About this exercise: I need the number of lines in the following entries that hold the word "pink", and no other text.

-- Raw data follows --

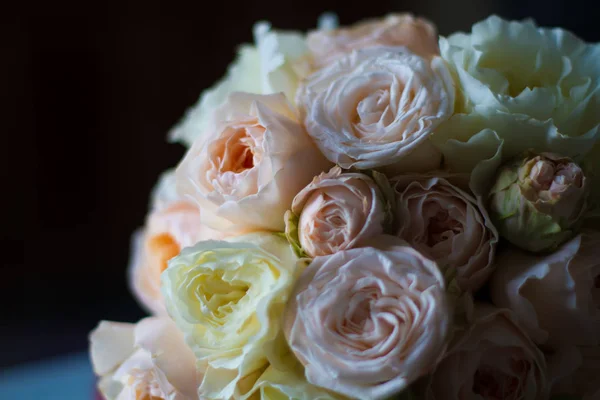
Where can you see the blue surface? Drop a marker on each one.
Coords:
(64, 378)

-- Raw data concluded --
-- Raw data follows --

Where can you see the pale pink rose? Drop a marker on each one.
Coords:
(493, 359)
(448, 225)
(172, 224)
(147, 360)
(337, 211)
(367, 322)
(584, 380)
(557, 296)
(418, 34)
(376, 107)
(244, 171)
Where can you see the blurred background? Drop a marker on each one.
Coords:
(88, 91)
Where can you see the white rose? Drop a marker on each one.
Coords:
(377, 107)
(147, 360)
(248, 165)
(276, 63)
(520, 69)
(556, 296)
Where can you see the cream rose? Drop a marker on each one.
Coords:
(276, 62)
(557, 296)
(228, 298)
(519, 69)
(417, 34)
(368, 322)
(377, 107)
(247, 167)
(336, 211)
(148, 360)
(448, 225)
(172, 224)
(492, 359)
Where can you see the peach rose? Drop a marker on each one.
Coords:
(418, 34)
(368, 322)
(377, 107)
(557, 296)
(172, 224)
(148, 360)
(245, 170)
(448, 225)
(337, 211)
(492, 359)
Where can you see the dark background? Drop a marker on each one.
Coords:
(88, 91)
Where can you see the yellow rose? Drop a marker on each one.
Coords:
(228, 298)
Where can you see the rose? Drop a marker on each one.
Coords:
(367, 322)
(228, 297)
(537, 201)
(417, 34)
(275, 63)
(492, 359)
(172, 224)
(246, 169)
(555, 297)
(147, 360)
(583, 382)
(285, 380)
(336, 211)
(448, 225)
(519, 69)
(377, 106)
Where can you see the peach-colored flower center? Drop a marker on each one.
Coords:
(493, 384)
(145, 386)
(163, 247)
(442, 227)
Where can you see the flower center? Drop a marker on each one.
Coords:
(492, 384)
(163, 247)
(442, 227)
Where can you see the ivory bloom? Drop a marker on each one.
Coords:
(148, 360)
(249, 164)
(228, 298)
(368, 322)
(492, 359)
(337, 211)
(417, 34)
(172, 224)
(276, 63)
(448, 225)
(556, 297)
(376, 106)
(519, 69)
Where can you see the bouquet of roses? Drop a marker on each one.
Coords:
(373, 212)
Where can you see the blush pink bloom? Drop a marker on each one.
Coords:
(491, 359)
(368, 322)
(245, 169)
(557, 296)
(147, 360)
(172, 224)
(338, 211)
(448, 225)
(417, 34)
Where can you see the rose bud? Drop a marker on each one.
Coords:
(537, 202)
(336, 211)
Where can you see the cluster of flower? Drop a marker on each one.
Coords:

-- Raw data concluded --
-- Raw data follows --

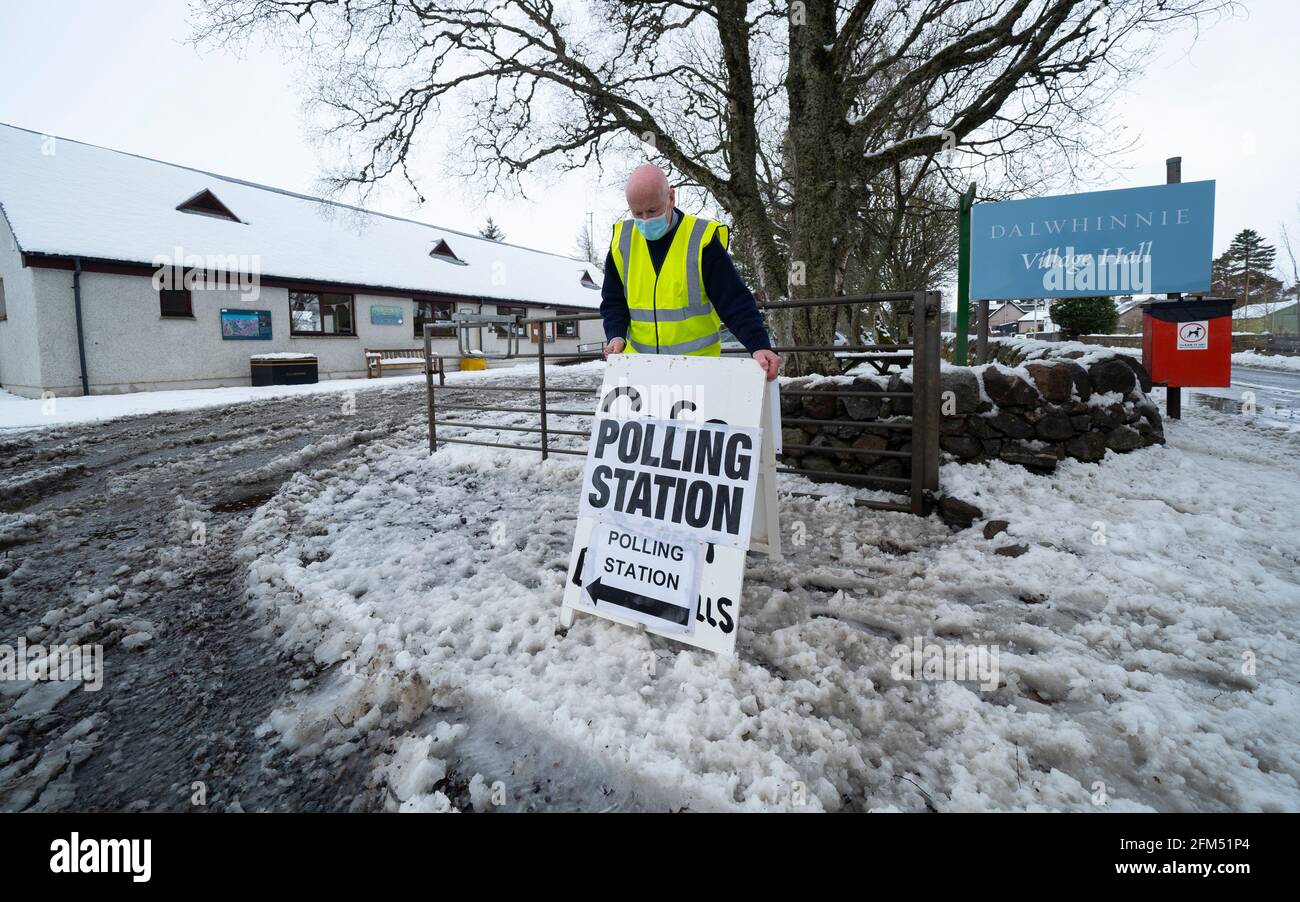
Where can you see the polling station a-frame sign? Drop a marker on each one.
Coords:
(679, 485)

-- Raw data concluded --

Result of this exercise: 2